START Material for the task

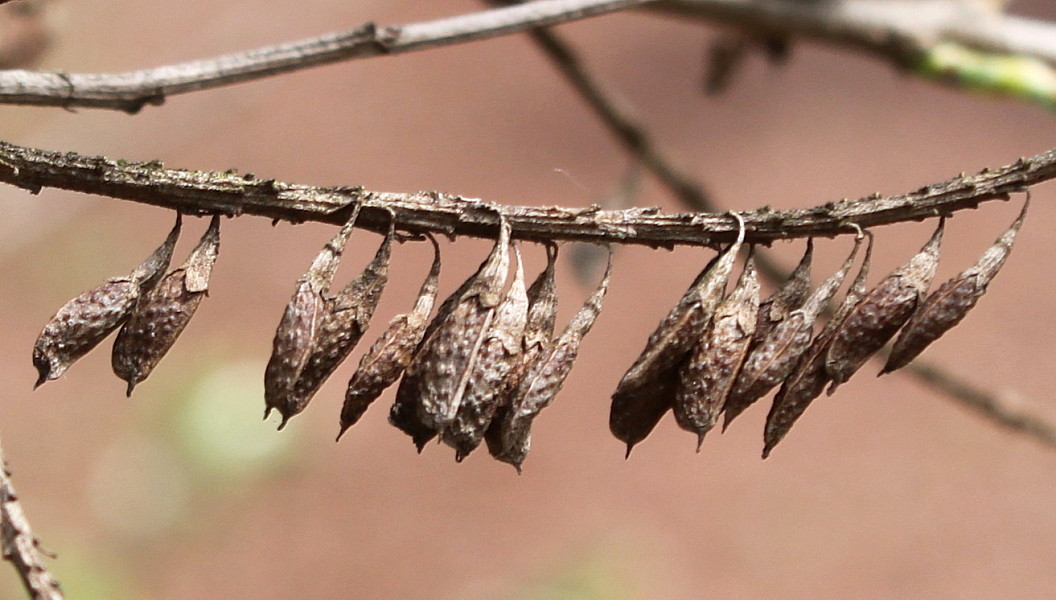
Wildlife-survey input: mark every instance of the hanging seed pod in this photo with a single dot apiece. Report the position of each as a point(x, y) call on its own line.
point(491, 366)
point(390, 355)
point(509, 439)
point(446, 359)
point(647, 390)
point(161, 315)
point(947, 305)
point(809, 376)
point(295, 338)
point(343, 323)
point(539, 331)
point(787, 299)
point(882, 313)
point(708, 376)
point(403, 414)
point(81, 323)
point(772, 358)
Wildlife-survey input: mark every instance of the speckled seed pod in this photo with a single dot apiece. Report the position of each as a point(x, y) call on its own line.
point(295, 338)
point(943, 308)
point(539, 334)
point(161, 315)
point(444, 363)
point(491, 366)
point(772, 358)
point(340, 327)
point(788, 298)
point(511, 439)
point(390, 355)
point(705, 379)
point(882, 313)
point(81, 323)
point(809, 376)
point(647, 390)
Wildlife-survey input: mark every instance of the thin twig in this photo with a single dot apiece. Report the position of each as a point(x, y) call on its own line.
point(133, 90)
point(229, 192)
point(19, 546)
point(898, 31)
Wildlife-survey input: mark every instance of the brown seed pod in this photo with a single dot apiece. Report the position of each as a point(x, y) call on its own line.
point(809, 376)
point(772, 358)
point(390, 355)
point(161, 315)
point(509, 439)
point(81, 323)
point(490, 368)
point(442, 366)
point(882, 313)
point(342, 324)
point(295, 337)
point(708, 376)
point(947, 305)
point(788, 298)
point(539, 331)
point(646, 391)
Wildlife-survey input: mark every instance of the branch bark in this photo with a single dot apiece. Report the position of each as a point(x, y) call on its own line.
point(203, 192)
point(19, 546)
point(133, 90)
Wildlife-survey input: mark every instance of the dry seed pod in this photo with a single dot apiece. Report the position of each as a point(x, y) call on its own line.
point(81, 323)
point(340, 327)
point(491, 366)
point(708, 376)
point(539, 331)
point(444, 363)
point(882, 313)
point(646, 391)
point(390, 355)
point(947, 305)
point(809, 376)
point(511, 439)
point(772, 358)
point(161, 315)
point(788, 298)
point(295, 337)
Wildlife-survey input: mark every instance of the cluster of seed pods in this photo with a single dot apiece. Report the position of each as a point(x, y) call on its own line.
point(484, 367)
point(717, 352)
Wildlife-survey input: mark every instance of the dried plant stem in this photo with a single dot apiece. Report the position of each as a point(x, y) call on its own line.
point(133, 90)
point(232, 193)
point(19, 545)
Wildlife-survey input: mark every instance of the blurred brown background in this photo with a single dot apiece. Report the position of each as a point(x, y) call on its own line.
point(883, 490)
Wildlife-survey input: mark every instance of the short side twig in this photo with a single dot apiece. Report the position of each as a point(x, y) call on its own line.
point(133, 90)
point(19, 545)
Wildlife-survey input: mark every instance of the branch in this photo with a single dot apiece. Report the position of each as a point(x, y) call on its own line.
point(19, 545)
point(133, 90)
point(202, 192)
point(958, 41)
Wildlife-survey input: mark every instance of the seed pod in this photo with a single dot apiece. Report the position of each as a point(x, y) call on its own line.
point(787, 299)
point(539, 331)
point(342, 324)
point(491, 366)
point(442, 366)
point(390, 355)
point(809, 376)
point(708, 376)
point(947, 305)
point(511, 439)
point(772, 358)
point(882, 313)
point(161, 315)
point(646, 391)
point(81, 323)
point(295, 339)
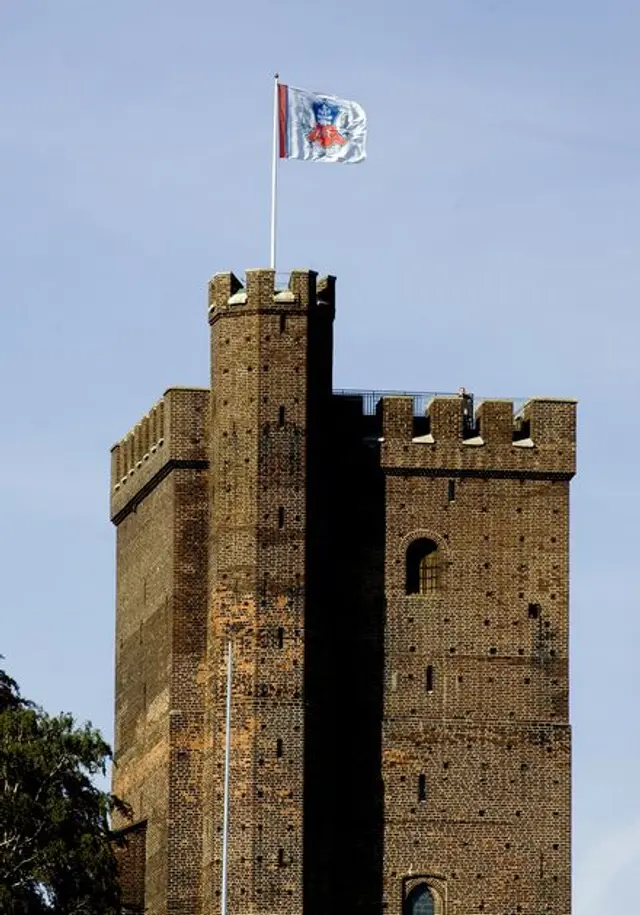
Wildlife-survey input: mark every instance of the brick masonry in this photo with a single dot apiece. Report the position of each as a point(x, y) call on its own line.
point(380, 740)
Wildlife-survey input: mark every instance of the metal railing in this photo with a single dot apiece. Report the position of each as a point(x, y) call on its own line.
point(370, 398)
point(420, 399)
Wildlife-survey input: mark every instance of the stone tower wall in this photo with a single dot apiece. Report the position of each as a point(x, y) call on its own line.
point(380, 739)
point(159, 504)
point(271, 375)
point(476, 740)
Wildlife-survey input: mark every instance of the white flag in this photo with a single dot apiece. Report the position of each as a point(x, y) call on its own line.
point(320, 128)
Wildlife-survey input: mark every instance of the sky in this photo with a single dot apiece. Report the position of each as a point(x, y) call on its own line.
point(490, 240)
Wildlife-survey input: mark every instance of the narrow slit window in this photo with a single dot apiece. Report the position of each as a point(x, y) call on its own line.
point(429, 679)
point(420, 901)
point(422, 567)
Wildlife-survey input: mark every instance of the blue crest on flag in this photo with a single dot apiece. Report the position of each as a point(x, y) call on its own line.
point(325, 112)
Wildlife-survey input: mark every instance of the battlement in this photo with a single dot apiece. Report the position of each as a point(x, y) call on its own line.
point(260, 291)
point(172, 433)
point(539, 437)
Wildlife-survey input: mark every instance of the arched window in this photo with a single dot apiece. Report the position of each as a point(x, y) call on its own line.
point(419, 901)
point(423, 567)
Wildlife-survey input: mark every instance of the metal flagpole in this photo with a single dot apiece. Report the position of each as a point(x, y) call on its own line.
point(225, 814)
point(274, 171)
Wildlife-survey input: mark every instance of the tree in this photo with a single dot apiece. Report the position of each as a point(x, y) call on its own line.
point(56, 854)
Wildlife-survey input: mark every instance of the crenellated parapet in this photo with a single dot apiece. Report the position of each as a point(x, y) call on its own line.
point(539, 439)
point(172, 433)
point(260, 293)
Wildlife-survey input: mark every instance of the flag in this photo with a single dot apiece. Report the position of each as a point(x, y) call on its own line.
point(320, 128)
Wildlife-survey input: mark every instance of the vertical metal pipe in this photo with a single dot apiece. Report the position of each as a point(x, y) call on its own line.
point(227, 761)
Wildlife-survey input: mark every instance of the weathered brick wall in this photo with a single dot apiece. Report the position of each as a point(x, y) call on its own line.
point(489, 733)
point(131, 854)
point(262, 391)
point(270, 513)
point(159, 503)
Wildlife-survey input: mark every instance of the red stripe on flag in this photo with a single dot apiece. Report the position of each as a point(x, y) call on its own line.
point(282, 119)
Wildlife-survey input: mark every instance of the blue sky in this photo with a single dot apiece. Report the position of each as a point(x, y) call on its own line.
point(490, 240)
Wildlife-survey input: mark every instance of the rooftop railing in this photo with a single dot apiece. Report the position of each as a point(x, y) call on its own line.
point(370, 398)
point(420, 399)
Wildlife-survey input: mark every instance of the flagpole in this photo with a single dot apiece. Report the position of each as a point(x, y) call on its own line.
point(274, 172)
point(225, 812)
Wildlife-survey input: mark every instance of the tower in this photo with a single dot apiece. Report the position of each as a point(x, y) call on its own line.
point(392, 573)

END Material for the task

Present every line of the items above as a Markdown table with a Row column holding its number and a Line column holding the line itself, skipping any blank lines. Leave the pictures out.

→ **Solution**
| Row | Line |
|---|---|
| 1 | Wildlife-survey input: mark every instance of the hanging seed pod in this photo with a single dot apiece. Report the position of each as a point(x, y) call on its own line. |
| 2 | point(491, 366) |
| 3 | point(390, 355) |
| 4 | point(509, 439) |
| 5 | point(446, 359) |
| 6 | point(647, 390) |
| 7 | point(161, 315) |
| 8 | point(947, 305) |
| 9 | point(809, 376) |
| 10 | point(295, 338) |
| 11 | point(343, 323) |
| 12 | point(539, 331) |
| 13 | point(787, 299) |
| 14 | point(882, 313) |
| 15 | point(708, 376) |
| 16 | point(403, 414) |
| 17 | point(81, 323) |
| 18 | point(772, 358) |
| 19 | Wildlife-survey input: mark every instance of the speckled seed pod in this photo with a single dot apiece. Report the position of each as a point(x, y) call on its own line. |
| 20 | point(295, 338) |
| 21 | point(943, 308) |
| 22 | point(539, 334) |
| 23 | point(161, 315) |
| 24 | point(444, 363) |
| 25 | point(491, 366) |
| 26 | point(772, 358) |
| 27 | point(340, 327) |
| 28 | point(788, 298) |
| 29 | point(511, 439) |
| 30 | point(390, 355) |
| 31 | point(705, 379) |
| 32 | point(882, 313) |
| 33 | point(81, 323) |
| 34 | point(809, 376) |
| 35 | point(647, 390) |
| 36 | Wildlife-survey input: mark every instance of the thin twig in this photo with a single dot apiece. Report the position of each as a point(x, y) call on its own line. |
| 37 | point(133, 90) |
| 38 | point(229, 192) |
| 39 | point(19, 546) |
| 40 | point(898, 31) |
| 41 | Wildlife-survey input: mark every instance of the brown seed pod in this photo with a single dot apiece. Report the position of each as a point(x, y) call on its own line. |
| 42 | point(809, 376) |
| 43 | point(772, 358) |
| 44 | point(390, 355) |
| 45 | point(161, 315) |
| 46 | point(509, 439) |
| 47 | point(81, 323) |
| 48 | point(490, 368) |
| 49 | point(442, 366) |
| 50 | point(882, 313) |
| 51 | point(342, 324) |
| 52 | point(295, 337) |
| 53 | point(708, 376) |
| 54 | point(947, 305) |
| 55 | point(788, 298) |
| 56 | point(539, 331) |
| 57 | point(646, 391) |
| 58 | Wildlife-survey input: mark every instance of the branch bark in this photo with a single dot apiece. Report the position of each as a point(x, y) call on its own line. |
| 59 | point(203, 192) |
| 60 | point(19, 546) |
| 61 | point(133, 90) |
| 62 | Wildlife-survey input: mark every instance of the dry seed pod in this photo with a single dot apiece. Report the position of each as a point(x, y) call on its own line. |
| 63 | point(81, 323) |
| 64 | point(340, 327) |
| 65 | point(491, 366) |
| 66 | point(708, 376) |
| 67 | point(539, 331) |
| 68 | point(444, 363) |
| 69 | point(882, 313) |
| 70 | point(646, 391) |
| 71 | point(390, 355) |
| 72 | point(947, 305) |
| 73 | point(809, 376) |
| 74 | point(511, 439) |
| 75 | point(772, 358) |
| 76 | point(161, 315) |
| 77 | point(788, 298) |
| 78 | point(295, 337) |
| 79 | Wildlife-survey input: mark every instance of the cluster of seed pods in this photo with a single dot apiece. Report the position of each as a point(x, y) call on its own line. |
| 80 | point(484, 367) |
| 81 | point(717, 352) |
| 82 | Wildlife-survey input: mark every instance of the dried plant stem in this photo with a single dot apiece. Report the position of each as a point(x, y) call on its own line. |
| 83 | point(133, 90) |
| 84 | point(232, 193) |
| 85 | point(19, 545) |
| 86 | Wildlife-survey input: mark every instance of the blurred brown background in this photo with a single dot apiece. Report the position of each as a point(x, y) call on its own line. |
| 87 | point(883, 490) |
| 88 | Wildlife-survey input: mark every instance of the short side twig in this photo with a single dot apiece. Report the position of each as a point(x, y) call on its own line. |
| 89 | point(133, 90) |
| 90 | point(19, 545) |
| 91 | Wildlife-survey input: mark every instance of the branch in this photo with a single dot apiece. Report the position of each as a point(x, y) call on its own line. |
| 92 | point(19, 545) |
| 93 | point(133, 90) |
| 94 | point(202, 192) |
| 95 | point(958, 41) |
| 96 | Wildlife-survey input: mark every instance of the seed pod in this photo with a single dot apiece. Report the position of each as a point(x, y) call on its own line. |
| 97 | point(787, 299) |
| 98 | point(539, 331) |
| 99 | point(342, 324) |
| 100 | point(491, 366) |
| 101 | point(442, 366) |
| 102 | point(390, 355) |
| 103 | point(809, 376) |
| 104 | point(708, 376) |
| 105 | point(947, 305) |
| 106 | point(511, 439) |
| 107 | point(772, 358) |
| 108 | point(882, 313) |
| 109 | point(161, 315) |
| 110 | point(646, 391) |
| 111 | point(81, 323) |
| 112 | point(295, 339) |
| 113 | Wildlife-survey input: mark every instance of the brick masonry in this photo with a single dot apiece. Report the position of each as a point(x, y) call on its own line. |
| 114 | point(380, 740) |
| 115 | Wildlife-survey input: mark every instance of the metal railing in this photo with a single dot apiece. Report the position of each as a point(x, y) call on its own line. |
| 116 | point(370, 398) |
| 117 | point(420, 399) |
| 118 | Wildlife-survey input: mark every instance of the stone tower wall in this photo with a single dot apiece. Report the position of each as a point(x, y) call on its own line. |
| 119 | point(380, 739) |
| 120 | point(159, 504) |
| 121 | point(271, 375) |
| 122 | point(476, 740) |
| 123 | Wildlife-survey input: mark every instance of the white flag in this photo with a single dot apiece. Report the position of each as a point(x, y) call on its own line. |
| 124 | point(320, 128) |
| 125 | Wildlife-survey input: mark every instance of the sky in this photo with a single dot apiece. Report the position of each as a point(x, y) call on its own line. |
| 126 | point(490, 240) |
| 127 | Wildlife-survey input: mark every instance of the narrow slit window in this photo with a single dot apiece. Report the position of each as a point(x, y) call on its own line. |
| 128 | point(429, 679) |
| 129 | point(420, 901) |
| 130 | point(422, 567) |
| 131 | Wildlife-survey input: mark every instance of the blue crest on flag in this photo with a single dot apiece. Report the position of each as a point(x, y) call on its own line. |
| 132 | point(325, 112) |
| 133 | Wildlife-survey input: mark every instance of the battlement in this photo with a single dot apiece. Report the position of each as a point(x, y) call on its own line. |
| 134 | point(260, 291) |
| 135 | point(172, 433) |
| 136 | point(539, 437) |
| 137 | Wildlife-survey input: mark every instance of the arched window in this photo with a single dot apiece. Report the position of each as a point(x, y) call on its own line. |
| 138 | point(419, 901) |
| 139 | point(423, 567) |
| 140 | Wildlife-survey input: mark every instance of the metal flagpole in this photo with a single dot apiece. Report the position of each as a point(x, y) call on its own line. |
| 141 | point(225, 814) |
| 142 | point(274, 171) |
| 143 | Wildlife-survey input: mark every instance of the tree in this photo with a single dot apiece. Report the position of each as a point(x, y) call on its own line. |
| 144 | point(56, 854) |
| 145 | Wildlife-survey input: mark every instance of the crenellated parapet in this photo with a single dot apiece. Report the position of each as a point(x, y) call on its own line. |
| 146 | point(539, 439) |
| 147 | point(172, 433) |
| 148 | point(260, 293) |
| 149 | Wildlife-survey input: mark every instance of the flag in this photo with a single dot apiece. Report the position of each as a point(x, y) call on its own line. |
| 150 | point(320, 128) |
| 151 | Wildlife-survey input: mark every instance of the vertical metal pipe in this photo with a single dot apiece. Report the position of each as a point(x, y) call on its own line. |
| 152 | point(227, 761) |
| 153 | Wildlife-survey input: mark every instance of the weathered brick wall in this photo with a single dot apiece. Report the position of each as a point(x, y) call on its own line. |
| 154 | point(489, 733) |
| 155 | point(131, 854) |
| 156 | point(262, 391) |
| 157 | point(270, 513) |
| 158 | point(159, 503) |
| 159 | Wildlife-survey input: mark every instance of the red stripe on flag in this photo with a single dot apiece. Report the position of each as a point(x, y) call on its own line. |
| 160 | point(282, 119) |
| 161 | Wildlife-survey input: mark every instance of the blue sky in this photo with a single dot apiece. Report the position of each as a point(x, y) call on its own line. |
| 162 | point(490, 240) |
| 163 | Wildlife-survey input: mark every instance of the rooftop railing in this photo with a single dot apiece. Report the position of each as a point(x, y) call on its own line. |
| 164 | point(370, 398) |
| 165 | point(420, 399) |
| 166 | Wildlife-survey input: mark every instance of the flagpole in this photo with a single dot apiece. Report the position of each as a point(x, y) call on its own line. |
| 167 | point(274, 172) |
| 168 | point(225, 812) |
| 169 | Wildlife-survey input: mark every instance of the tower in this photo with a single dot apiece. Report the position of each as a point(x, y) call on its own line. |
| 170 | point(392, 573) |